=== EXERCISE TASKS ===
1. According to the drug development article, how many amino acids make up the new polypeptide?
2. In the drug development article, copy everything from "In this study" down to "be equally successful.".

=== READING TEXT ===
____

Breakthrough for more efficient drug development
Developing new drugs is a highly costly and time-consuming process. Of 20 candidates, 19 are normally rejected because they don't work or have unwanted side effects. Now a research team led by Professor Lars Baltzer at Uppsala University has produced a tiny molecular "binder" that has the potential to change this landscape radically.
The study, published today in the prestigious journal Angewandte Chemie, presents the concept of a tiny polypeptide consisting of 42 amino acids to which virtually any target-seeking organic molecule can be bound. In the body it then seeks out the designated sites to be treated. What's unique about the polypeptide is that it dramatically enhances the properties of the little molecule in a simple and very general way.
- This produces superbinders. They bind more strongly and more specifically than other alternatives, says Lars Baltzer, professor of organic chemistry, who believes it will be possible to rapidly develop new drugs much more readily with this new concept.
The whole concept goes against the grain of what is usually done in drug development. Traditionally it's usually a matter of synthesizing drugs from A to Z, with certain requirements needing to be met in order to succeed. Drugs should be low molecular (500 Da), be highly fat soluble, and have no more than ten binding sites in order to pass through the cell membrane. But the majority are ineffective or toxic, and nowadays there are also ways to get larger molecules through cell membranes. Recently therapeutic antibodies have emerged as an alternative. They're large (150,000 Da) and bind to the outside of cells, which they then "block."
The new peptide is 5,000 Da or only 1/30 as large as a typical antibody, which is smaller than was thought possible. But according to Lars Baltzer nature has always signaled that this should work.
- The human growth factor hGH uses 35 amino acids to bind to its receptor, but it turns out that only six of them are critical. The rest can be replaced without significantly changing the function. There's really nothing very special about placing a general peptide on a small molecule, but nobody has done it before, he says.
In this study the peptide was successfully bound to the inflammation marker CRP, which is an indicator of a risk of premature death in heart patients, among other things. Several other studies are underway and are proving to be equally successful.
These findings are of great importance to industry, and several large companies have shown their interest. The spin-out company that was previously formed out of Baltzer's research team is now going to further develop the concept to be able to help the drug industry determine at a considerably earlier stage than today whether a drug candidate is worth pursuing or not.

____

Stored data entries
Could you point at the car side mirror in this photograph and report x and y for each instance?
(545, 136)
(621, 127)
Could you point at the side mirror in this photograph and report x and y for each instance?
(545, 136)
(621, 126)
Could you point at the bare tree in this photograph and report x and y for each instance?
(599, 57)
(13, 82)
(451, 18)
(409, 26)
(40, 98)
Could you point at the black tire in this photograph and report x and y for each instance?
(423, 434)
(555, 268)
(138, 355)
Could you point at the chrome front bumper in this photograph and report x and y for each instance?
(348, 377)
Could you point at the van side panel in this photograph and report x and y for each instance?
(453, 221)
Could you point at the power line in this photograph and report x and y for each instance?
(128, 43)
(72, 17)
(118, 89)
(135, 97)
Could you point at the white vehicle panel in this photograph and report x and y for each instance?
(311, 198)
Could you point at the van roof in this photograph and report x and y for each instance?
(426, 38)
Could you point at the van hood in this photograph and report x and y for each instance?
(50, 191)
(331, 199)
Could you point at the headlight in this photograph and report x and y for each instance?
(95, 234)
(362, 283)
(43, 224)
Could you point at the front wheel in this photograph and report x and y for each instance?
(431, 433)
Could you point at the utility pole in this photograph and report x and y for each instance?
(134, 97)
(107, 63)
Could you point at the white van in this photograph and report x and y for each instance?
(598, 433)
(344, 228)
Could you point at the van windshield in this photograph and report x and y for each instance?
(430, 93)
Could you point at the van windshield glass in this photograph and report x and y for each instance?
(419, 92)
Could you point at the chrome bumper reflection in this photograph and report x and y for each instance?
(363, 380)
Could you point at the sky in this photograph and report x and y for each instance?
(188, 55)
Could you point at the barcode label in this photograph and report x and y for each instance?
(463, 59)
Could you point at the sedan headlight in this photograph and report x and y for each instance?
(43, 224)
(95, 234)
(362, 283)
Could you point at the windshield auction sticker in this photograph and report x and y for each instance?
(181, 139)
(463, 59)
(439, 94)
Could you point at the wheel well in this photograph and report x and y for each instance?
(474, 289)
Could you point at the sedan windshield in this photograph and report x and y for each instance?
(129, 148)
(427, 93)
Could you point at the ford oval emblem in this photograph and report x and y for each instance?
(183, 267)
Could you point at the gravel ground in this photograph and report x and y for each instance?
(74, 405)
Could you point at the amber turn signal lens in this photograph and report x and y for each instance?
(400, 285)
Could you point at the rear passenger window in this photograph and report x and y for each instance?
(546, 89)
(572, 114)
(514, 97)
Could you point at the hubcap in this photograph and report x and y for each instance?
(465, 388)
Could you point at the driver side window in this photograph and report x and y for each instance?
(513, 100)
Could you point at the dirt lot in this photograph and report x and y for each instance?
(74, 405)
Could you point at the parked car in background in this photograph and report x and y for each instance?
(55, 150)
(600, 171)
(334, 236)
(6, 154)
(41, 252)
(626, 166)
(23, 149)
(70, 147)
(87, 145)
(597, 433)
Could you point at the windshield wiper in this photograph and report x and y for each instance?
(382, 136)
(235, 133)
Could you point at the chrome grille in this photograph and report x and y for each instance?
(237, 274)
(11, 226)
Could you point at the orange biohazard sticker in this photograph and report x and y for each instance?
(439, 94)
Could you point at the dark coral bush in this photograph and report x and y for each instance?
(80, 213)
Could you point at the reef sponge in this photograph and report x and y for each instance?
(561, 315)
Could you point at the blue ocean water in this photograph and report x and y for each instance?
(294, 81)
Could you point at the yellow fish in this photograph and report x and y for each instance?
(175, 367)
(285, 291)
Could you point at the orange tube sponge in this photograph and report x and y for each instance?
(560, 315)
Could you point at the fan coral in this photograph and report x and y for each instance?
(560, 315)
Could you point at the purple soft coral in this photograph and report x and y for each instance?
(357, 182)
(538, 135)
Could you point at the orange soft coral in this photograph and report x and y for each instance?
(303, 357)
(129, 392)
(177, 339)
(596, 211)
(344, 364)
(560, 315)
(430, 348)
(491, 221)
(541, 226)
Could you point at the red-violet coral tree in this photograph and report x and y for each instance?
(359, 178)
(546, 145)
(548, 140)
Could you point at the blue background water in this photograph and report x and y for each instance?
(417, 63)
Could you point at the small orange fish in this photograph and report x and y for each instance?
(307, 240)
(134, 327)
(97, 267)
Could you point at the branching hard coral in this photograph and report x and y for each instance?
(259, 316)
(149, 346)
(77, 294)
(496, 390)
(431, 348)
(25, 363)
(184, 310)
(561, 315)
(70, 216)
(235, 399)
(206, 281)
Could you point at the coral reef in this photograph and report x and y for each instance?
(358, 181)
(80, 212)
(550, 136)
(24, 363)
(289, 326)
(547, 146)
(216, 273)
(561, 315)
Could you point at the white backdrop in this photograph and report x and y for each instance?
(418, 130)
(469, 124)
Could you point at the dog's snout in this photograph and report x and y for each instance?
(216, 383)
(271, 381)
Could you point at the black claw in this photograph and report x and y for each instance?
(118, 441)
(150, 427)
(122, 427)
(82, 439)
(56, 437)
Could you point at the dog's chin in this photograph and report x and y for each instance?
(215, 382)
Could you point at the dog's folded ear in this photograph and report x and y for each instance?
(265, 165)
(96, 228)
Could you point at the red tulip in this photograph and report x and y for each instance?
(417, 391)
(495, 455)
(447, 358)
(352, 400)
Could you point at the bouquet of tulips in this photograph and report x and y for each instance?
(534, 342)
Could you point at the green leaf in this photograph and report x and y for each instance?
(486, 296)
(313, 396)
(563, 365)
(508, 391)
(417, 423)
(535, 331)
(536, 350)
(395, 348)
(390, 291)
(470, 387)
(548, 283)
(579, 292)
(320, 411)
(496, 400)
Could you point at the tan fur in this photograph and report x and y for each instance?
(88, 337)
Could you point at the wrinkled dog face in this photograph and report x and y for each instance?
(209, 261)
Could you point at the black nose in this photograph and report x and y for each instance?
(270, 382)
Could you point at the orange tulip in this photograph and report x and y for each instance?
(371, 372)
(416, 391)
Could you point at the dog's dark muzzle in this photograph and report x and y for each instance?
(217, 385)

____

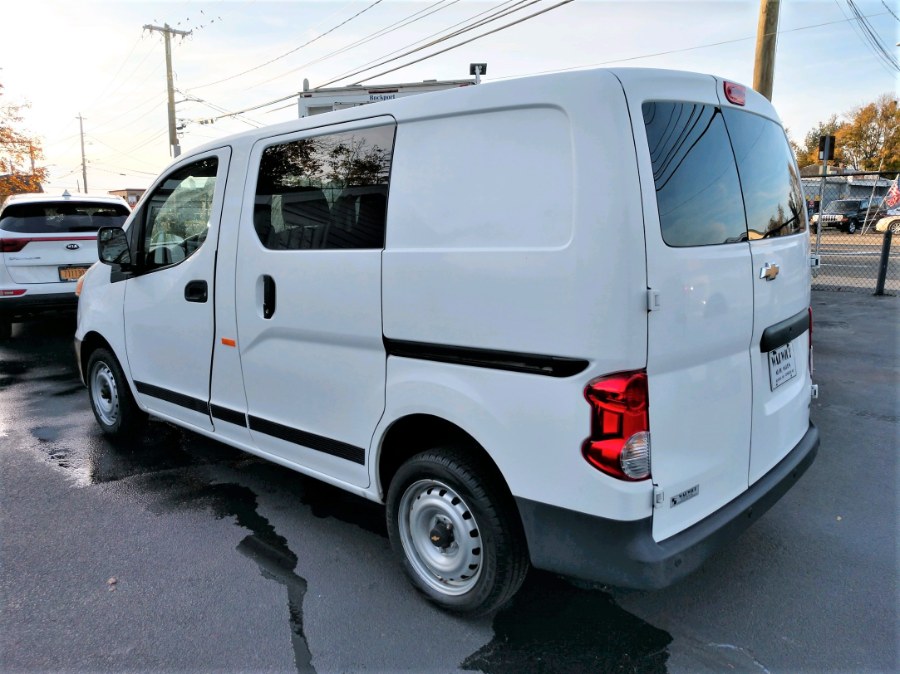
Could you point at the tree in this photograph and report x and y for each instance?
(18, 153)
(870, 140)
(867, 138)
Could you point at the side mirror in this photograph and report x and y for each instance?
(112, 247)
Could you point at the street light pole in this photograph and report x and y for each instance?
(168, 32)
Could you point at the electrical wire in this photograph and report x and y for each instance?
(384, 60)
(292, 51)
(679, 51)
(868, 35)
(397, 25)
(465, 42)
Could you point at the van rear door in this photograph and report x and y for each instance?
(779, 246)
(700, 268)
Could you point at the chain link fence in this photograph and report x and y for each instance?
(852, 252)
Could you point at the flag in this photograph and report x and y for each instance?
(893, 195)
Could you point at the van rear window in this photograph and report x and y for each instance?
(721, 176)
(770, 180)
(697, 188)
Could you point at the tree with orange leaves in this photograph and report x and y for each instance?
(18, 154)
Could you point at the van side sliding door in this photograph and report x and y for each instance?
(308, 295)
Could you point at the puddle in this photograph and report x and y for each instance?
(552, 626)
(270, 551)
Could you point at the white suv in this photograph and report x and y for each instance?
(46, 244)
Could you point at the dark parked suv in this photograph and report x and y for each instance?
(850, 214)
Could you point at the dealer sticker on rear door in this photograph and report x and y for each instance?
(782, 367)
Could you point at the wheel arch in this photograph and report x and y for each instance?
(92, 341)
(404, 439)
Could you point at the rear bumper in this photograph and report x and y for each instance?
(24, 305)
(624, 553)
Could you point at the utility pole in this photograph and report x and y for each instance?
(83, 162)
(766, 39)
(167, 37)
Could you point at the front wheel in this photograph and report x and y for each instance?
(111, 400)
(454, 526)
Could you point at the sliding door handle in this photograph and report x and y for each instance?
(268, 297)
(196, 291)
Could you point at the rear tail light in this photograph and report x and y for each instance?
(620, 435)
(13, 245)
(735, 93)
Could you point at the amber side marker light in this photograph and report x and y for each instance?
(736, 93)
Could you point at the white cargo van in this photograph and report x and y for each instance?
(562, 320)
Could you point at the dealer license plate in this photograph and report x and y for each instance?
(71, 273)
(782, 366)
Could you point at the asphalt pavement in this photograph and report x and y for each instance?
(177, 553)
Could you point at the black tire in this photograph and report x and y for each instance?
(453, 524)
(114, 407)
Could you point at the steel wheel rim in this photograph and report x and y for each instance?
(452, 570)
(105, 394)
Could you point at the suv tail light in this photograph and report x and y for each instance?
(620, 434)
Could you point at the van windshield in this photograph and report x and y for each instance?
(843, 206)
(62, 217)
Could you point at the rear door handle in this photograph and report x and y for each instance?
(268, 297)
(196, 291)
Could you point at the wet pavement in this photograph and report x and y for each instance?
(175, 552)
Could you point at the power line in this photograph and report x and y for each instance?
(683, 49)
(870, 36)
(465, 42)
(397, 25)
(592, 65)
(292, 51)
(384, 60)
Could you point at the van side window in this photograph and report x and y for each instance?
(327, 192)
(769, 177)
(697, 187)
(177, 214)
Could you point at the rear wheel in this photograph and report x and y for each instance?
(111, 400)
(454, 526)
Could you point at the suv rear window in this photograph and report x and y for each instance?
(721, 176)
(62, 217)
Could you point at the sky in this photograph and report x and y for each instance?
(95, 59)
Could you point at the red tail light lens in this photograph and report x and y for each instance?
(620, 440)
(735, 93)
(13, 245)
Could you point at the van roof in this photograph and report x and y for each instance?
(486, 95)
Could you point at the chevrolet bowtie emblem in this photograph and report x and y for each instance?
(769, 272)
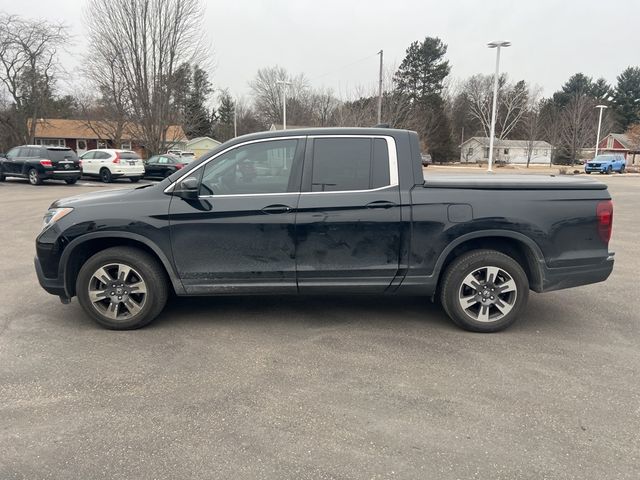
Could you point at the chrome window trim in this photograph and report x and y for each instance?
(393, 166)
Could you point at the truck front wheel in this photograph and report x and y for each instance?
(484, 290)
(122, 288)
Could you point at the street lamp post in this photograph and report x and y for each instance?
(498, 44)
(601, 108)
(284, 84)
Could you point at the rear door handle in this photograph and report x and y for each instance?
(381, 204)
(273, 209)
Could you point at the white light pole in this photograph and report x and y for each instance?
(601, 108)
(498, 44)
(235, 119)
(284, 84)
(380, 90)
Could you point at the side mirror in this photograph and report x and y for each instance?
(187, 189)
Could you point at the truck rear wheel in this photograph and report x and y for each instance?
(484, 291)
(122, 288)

____

=== TASK SOLUTIONS ===
1. 42 amino acids.

2.
In this study the peptide was successfully bound to the inflammation marker CRP, which is an indicator of a risk of premature death in heart patients, among other things. Several other studies are underway and are proving to be equally successful.